* _REQUIRED TASK_:
In the material below, could you arrange the lines as a JSON list of strings, one string per line and blank lines omitted, starting with the line containing "For the benchmark, mark every instance of the green" and continuing through the last line of the material?

* _DATA FOR PROCESSING_:
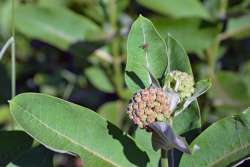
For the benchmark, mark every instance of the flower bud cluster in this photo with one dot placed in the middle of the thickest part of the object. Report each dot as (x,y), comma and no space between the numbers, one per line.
(183,83)
(149,105)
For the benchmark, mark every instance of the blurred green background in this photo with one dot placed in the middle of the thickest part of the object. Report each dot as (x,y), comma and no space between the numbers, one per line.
(76,50)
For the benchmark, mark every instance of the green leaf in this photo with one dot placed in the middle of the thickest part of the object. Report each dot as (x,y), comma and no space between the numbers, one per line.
(37,156)
(201,87)
(239,27)
(64,126)
(222,144)
(188,32)
(176,8)
(145,48)
(55,25)
(4,114)
(13,144)
(178,60)
(143,138)
(112,111)
(99,79)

* _FINAL RESULT_:
[
  "For the benchmark, mark every instance of the green leaf in this photo with one dot placed in the middle of the thickest part of the object. Report each dot as (x,y), comma and no space between the numbers, one per line.",
  "(37,156)",
  "(201,87)",
  "(239,27)",
  "(64,126)",
  "(222,144)",
  "(188,32)",
  "(176,8)",
  "(145,48)",
  "(55,25)",
  "(4,114)",
  "(13,144)",
  "(178,60)",
  "(143,138)",
  "(112,111)",
  "(99,79)"
]